▸ **Work request**
Output all records verbatim.

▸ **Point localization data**
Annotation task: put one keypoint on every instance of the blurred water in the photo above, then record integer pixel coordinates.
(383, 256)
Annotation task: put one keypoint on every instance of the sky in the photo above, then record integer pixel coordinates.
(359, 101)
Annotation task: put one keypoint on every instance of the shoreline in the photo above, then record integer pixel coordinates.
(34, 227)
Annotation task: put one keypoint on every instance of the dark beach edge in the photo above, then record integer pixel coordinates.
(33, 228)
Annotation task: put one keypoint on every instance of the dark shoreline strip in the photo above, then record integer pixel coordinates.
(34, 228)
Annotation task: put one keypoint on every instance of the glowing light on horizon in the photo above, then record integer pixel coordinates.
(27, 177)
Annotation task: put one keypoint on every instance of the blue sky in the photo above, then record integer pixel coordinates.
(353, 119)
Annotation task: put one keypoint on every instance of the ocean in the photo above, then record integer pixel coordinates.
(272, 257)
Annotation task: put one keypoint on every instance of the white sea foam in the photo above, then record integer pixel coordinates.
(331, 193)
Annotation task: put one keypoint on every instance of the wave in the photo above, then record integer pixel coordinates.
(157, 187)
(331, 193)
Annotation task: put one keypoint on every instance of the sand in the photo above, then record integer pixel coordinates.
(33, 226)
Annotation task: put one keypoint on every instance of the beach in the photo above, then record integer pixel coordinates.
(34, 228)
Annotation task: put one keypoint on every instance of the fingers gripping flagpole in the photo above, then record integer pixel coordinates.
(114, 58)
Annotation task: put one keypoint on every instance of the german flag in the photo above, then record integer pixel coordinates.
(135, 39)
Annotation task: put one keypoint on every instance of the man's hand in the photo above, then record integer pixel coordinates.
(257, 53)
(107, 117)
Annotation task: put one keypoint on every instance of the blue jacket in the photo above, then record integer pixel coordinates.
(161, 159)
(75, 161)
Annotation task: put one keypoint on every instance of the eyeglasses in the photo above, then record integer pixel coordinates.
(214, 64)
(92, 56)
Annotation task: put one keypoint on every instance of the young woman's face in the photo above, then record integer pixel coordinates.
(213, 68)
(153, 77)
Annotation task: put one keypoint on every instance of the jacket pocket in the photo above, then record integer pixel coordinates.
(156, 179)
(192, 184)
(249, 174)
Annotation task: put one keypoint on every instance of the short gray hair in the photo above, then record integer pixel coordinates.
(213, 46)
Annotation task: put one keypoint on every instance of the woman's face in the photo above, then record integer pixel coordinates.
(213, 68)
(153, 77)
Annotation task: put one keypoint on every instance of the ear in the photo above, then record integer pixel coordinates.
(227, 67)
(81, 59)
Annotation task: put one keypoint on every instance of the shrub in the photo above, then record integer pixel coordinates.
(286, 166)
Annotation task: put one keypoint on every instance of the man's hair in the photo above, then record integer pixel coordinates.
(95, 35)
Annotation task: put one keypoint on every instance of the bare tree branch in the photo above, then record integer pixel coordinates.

▸ **Answer to this problem**
Annotation task: put one keypoint on every instance of the blurred water in the photo above, then record integer pixel coordinates.
(383, 256)
Annotation task: put one keypoint on every instance of the sky in the photo above, then record integer pixel coordinates.
(359, 101)
Annotation task: put one keypoint on every instance of the shoreline in the photo above, then record integer pixel coordinates.
(34, 227)
Annotation task: put one keypoint on every instance of the dark beach edge in the photo above, then record integer pixel coordinates.
(33, 228)
Annotation task: put one keypoint on every instance of the dark shoreline strip in the photo above, then record integer pixel coordinates.
(34, 228)
Annotation task: put one keypoint on every instance of the glowing light on horizon in the photo above, then record integer pixel coordinates.
(27, 177)
Annotation task: put one keypoint on every instance of the blue sky in the photo above, then record integer pixel coordinates.
(353, 119)
Annotation task: put one keypoint on every instance of the ocean in the photo above, then record integer pixel coordinates.
(272, 257)
Annotation task: put one keypoint on every instance of the white sea foam in the photo above, then record integer pixel coordinates.
(331, 193)
Annotation task: put one keypoint on every instance of the wave in the photo above, then record integer pixel coordinates.
(157, 187)
(331, 193)
Annotation task: put one keypoint on every instance of the sand in the photo above, then record integer pixel coordinates.
(33, 226)
Annotation task: put one keypoint on every instance of the beach in the photo above, then record integer pixel coordinates.
(34, 228)
Annotation task: put one keypoint on every instance of the fingers gripping flagpole in the photo above, then record integer pixel coordinates.
(114, 58)
Annotation task: put one keypoint on every instance of the german flag in the photo above, then record integer pixel coordinates.
(135, 39)
Annotation task: put one keypoint on every instance of the man's hand in the photo above, then record integer pixel coordinates.
(257, 53)
(107, 117)
Annotation task: put one keypoint on every instance of the blue jacket in the photo above, then record integer pixel coordinates.
(161, 159)
(75, 161)
Annotation task: put one keypoint on every instance of the eyeglasses in the photo above, then record integer pixel coordinates.
(214, 64)
(92, 56)
Annotation task: put one keypoint on every instance of the young woman's face in the photo above, then record integer pixel coordinates.
(213, 68)
(153, 77)
Annotation task: put one keypoint on every instance of the jacket pocket in the photo above, then record integer pixel coordinates.
(156, 179)
(192, 184)
(249, 174)
Annotation task: put one keypoint on every instance of the short gray hair in the photo above, then record integer pixel coordinates.
(213, 46)
Annotation task: put one keypoint on every instance of the woman's face in the photo above, then record integer pixel coordinates.
(213, 68)
(153, 77)
Annotation task: put one keypoint on every instance of the ear in the photo above, then record integer pixel coordinates.
(227, 67)
(81, 59)
Annotation task: put one keypoint on every instance of the shrub in the photo above, then record integer pixel coordinates.
(286, 166)
Annotation task: put one keypoint on every instance of the man's hair in the photo above, then record integer pixel coordinates.
(95, 35)
Annotation task: put one keypoint on every instance of the bare tree branch in the photo above, then record integer pixel coordinates.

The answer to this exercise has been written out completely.